Consigne:
Pouvez-vous résumer en deux phrases le texte sur la frappe contre la gare de Kramatorsk ?

Texte à lire:
Vendredi 8 avril, aux alentours de 10h30, deux missiles de type Tochka-U viennent frapper la gare de Kramatorsk, dans le Donbass, là où s’étaient massés de nombreux civils en train de fuir la région. Les premières images des femmes et des enfants tués ce jour-là soulèvent l’indignation dans le monde entier. Le ministre français des Affaires étrangères, Jean-Yves le Drian, a évoqué un acte constitutif d'un « crime contre l'humanité ». Le président ukrainien, Volodymyr Zelensky, a lui dénoncé un « mal sans limite ».
Quelques heures après le bombardement, la Russie, pointée du doigt, dément être à l’origine de cette frappe. À 14h20, la Commission d’enquête de la fédération de Russie publie un communiqué catégorique affirmant que « les forces armées ukrainiennes sont à l’origine de cette frappe ». Moscou parle d’une « nouvelle provocation ». « Le but de la frappe orchestrée par le régime de Kiev sur la gare ferroviaire de Kramatorsk était d'empêcher le départ de la population de la ville afin de pouvoir l'utiliser comme bouclier humain », a réagi le ministère russe de la Défense. L’argumentaire repose principalement sur le fait que ces missiles Tochka-U ne seraient pas utilisés par l’armée russe, mais seulement par les Ukrainiens.

Liste des entrées:

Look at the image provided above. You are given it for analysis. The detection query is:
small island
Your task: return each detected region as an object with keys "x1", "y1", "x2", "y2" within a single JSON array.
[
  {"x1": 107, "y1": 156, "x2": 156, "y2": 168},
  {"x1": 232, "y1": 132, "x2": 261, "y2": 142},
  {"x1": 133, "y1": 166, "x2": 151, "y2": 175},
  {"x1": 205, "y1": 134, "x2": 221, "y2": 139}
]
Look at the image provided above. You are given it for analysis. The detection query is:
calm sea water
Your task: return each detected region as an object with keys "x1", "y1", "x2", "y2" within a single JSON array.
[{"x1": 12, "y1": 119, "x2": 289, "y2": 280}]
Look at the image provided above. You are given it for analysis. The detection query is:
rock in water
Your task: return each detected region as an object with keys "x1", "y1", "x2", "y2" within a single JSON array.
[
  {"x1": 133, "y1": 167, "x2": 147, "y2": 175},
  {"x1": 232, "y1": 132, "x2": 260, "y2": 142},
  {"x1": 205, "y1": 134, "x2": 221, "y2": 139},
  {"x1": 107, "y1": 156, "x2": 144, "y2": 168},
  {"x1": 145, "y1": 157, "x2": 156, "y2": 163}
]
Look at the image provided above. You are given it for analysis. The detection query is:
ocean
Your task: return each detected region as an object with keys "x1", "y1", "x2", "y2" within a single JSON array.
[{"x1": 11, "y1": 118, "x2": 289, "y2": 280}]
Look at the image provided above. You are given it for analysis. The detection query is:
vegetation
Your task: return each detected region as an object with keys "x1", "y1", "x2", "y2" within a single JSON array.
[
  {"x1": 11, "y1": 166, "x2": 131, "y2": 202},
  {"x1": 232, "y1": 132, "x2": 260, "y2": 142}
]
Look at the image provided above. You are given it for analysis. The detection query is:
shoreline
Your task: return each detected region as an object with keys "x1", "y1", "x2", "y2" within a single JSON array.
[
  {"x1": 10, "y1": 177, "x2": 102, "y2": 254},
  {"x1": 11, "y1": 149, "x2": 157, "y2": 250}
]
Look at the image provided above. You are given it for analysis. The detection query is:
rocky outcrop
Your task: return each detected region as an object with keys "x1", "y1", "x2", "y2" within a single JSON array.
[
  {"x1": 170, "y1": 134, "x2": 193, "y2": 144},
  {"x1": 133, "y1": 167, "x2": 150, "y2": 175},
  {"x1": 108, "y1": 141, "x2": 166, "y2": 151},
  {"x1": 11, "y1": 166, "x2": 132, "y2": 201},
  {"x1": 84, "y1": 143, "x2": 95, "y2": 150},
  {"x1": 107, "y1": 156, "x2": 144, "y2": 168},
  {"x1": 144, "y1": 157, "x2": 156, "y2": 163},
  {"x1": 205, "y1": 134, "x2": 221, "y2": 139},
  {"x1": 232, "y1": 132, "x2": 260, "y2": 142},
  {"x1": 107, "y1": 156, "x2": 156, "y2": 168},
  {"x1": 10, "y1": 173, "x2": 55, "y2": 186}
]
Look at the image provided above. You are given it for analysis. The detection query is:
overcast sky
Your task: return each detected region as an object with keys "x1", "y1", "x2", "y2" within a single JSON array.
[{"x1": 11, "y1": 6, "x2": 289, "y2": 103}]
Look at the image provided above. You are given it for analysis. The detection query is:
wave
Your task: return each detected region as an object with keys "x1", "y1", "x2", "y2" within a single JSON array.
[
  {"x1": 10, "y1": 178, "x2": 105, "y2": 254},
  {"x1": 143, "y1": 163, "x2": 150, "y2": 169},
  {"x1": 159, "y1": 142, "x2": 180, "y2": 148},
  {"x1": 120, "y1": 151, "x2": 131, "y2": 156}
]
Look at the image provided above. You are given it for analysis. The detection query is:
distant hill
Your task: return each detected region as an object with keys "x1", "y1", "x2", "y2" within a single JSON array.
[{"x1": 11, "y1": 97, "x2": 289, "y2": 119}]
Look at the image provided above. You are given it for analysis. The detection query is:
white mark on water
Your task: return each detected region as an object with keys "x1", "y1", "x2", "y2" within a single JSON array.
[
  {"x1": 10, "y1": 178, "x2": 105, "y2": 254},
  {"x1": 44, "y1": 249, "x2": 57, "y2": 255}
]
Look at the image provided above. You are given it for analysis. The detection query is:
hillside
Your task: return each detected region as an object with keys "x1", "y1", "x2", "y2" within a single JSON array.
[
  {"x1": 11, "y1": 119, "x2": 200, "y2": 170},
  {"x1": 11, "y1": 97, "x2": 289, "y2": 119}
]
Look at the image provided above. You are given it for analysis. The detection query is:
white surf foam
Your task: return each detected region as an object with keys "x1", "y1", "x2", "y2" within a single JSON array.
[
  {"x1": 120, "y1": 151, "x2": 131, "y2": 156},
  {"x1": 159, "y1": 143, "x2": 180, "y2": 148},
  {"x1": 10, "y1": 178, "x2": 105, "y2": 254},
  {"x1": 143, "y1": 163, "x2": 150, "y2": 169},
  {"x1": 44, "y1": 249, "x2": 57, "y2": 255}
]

Réponse:
Le vendredi 8 avril vers 10h30, deux missiles Tochka-U ont frappé la gare de Kramatorsk, dans le Donbass, où s'étaient massés de nombreux civils fuyant la région, et les images des femmes et des enfants tués ont soulevé l'indignation dans le monde entier. Pointée du doigt, la Russie a démenti être à l'origine de la frappe et l'a attribuée aux forces armées ukrainiennes, en affirmant notamment que les missiles Tochka-U ne seraient pas utilisés par l'armée russe, mais seulement par les Ukrainiens.